─── Page excerpt

AVAILABLE AT THOUGHT BUBBLE!
Sometimes deadlines exist to be broken. In the run-up to this year’s Thought Bubble we set cut-off dates for review requests but left the door open to submissions for possible previews thereafter. One of those books in the “previews” pile was Dan White’s Sticky Ribs #1, a new horror comics endeavour from the creator responsible for the Broken Frontier Award-nominated Cindy and Biscuit series. Sticky Ribs so embodies everything that makes White’s work so appealing – that morbid charm, that contrast of the pedestrian and the netherworldly, that juxtaposition of the blasé and the horrific – that we couldn’t simply preview it without at least some accompanying commentary.
But first here’s what White himself had to say about this new comics venture:
Sticky Ribs is an ongoing horror anthology which will feature two stories per issue, a ‘double feature’ if you like. Having flirted heavily with horror in my previous comics ‘Terminus’, ‘Insomnia’ and ‘Cindy & Biscuit’, this is my first proper horror comic and I’m hoping to bring a lifetime of influences and ideas as a horror fan to this new endeavour. ‘Sticky Ribs’ will go to all the strange and unsettling places I’ve wanted to go, and will be a place where Cronenbergian body-horror rubs up against the atmospherics of MR James, where the gloopy excesses of Stuart Gordon will nuzzle against the restrained derangement of Ramsey Campbell, all in the form of compact short stories.

──────
─── Given records

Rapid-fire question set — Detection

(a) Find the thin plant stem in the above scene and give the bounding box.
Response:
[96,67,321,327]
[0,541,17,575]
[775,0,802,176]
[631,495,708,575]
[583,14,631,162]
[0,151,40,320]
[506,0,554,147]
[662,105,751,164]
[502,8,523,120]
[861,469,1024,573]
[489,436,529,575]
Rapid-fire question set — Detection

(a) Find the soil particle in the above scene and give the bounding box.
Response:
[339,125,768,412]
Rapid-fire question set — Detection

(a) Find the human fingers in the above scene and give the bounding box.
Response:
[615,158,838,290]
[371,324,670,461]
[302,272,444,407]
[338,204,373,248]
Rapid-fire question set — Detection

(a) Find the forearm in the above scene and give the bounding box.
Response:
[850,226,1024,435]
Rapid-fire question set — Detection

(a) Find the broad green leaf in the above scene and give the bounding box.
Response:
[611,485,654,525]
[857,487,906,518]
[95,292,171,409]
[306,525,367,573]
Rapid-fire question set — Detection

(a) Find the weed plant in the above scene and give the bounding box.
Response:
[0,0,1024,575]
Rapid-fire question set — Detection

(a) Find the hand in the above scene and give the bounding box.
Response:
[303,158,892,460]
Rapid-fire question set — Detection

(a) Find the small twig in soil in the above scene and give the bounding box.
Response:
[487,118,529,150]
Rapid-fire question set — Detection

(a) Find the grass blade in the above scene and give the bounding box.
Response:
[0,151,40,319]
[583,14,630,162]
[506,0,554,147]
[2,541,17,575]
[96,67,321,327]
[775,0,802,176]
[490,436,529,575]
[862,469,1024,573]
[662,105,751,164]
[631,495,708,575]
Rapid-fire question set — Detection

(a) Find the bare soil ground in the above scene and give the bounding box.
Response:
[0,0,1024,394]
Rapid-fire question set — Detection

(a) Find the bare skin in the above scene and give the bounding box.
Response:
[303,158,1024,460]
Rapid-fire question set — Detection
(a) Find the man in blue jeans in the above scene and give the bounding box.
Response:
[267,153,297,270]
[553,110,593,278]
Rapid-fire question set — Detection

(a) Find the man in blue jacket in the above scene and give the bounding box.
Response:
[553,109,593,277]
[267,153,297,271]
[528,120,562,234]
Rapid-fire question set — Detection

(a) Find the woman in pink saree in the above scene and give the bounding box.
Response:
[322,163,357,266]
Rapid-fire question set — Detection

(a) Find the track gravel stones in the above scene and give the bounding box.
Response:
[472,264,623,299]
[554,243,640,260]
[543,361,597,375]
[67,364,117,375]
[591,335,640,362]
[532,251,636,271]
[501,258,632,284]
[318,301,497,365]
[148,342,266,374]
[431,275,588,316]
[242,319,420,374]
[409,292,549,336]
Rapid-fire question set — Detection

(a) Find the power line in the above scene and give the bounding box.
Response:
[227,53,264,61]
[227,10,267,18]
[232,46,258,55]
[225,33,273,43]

──────

Requests:
1 > In the Sticky Ribs preview, which earlier comics does White name as ones where he flirted with horror?
2 > Answer these questions from the Sticky Ribs preview:
(a) For which award was the Cindy and Biscuit series nominated?
(b) How many stories will each issue of Sticky Ribs feature?
(c) Where is Sticky Ribs #1 available?
You won't need the listing here.

Answer list:
1 >
Terminus
Insomnia
Cindy & Biscuit

2 >
(a) The Broken Frontier Award
(b) Two
(c) Thought Bubble